Parisi al Pd: occorre una soluzione nuova

Autore: Barbara Romano
Fonte: Libero

«Che Veltroni sia il segretario del Pd é fuori
discussione. Leader é un’altra cosa. É del tutto evidente che nella
leadership del partito si é aperta una crisi che richiede una soluzione
nuova». Dalla sua turris eburnea, di Piazza Santi Apostoli, giá
sede dell’Ulivo e dell’ Unione, Arturo Parisi si ostina a difendere
l’ultimo avamposto ulivista, su cui oggi campeggia la targa “ I
Democratici”. Dal suo ufficio, che fu di Romano Prodi, nel quale dal
suo ufficio della Difesa ha trasferito lo spadino e i ricordi della
Nunziatella, continua a fare a fette “Uolter”. «Quando mai tra i 12
milioni di democratici é impossibile trovare uno che possa sostituirlo
alla guida del Pd?». Ma non sembra pensare a Renato Soru, il
governatore uscente della Sardegna, che pure qualcuno immagina come il
delfino dei prodiani…


Cosa ci sta a fare lei nel Pd?

«Dove
vuole che cerchi di costruire il Pd se non ci provo innanzitutto nel
partito che si chiama Pd? Se é vero che tra i miei pregi e difetti c’é
la tenacia se non proprio la testardaggine, abbandoneró l’idea per la
quale sono entrato i politica solo quando abbandoneró la politica».

Ma
del Pd lei ha sconfessato il leader, la linea politica, il processo
costitutivo. Non abita neppure al Loft. Non faceva prima ad andarsene e
basta?

«I partiti debbono consentire al loro interno lo
svolgimento della democrazia che propongono all’esterno. A maggior
ragione deve farlo un partito che ha scelto l’aggettivo “democratico”
per definire la sua identità. Io faccio nel Pd quello che ritengo il Pd
debba fare nel Paese».

Perché ce l’ha tanto con Veltroni?
«Perché
non ha fatto quello che aveva promesso di fare e che insiste nel dire
di aver fatto: la costruzione di un partito nuovo e democratico, che
lavora per la democrazia del Paese».

Sicché per lei il Pd non è un partito nuovo.
«Di
certo non rappresenta quella novità che Veltroni ha promesso di
perseguire. Questo non lo dico io, ma gli italiani. Se Veltroni ha
scommesso che la sua novità attraesse elettori nuovi, poiché questo non
é successo, dobbiamo come minimo riconoscere che questa novitá non è
riuscito a spiegarla. Non é una obiezione che ho avanzato ieri, ma giá
al momento del primo passo. Tutto é purtroppo iniziato dall’inizio».

E perché il Pd non è neppure democratico?

DATI FORNITI
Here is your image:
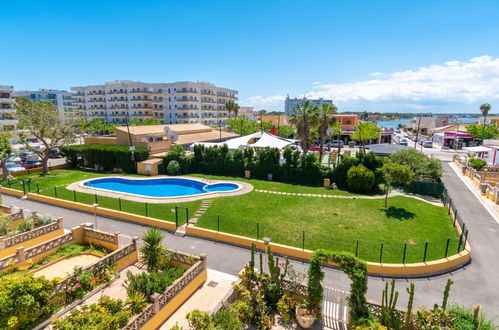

DA SVOLGERE
Per favore, ricopia dall'estratto su Parisi e il Pd tutto il testo da "Perché ce l’ha" giù fino a "un partito nuovo.", senza cambiare nulla. Le righe riportate sopra non sono necessarie.

RISULTATO CORRETTO
Perché ce l’ha tanto con Veltroni?
«Perché
non ha fatto quello che aveva promesso di fare e che insiste nel dire
di aver fatto: la costruzione di un partito nuovo e democratico, che
lavora per la democrazia del Paese».

Sicché per lei il Pd non è un partito nuovo.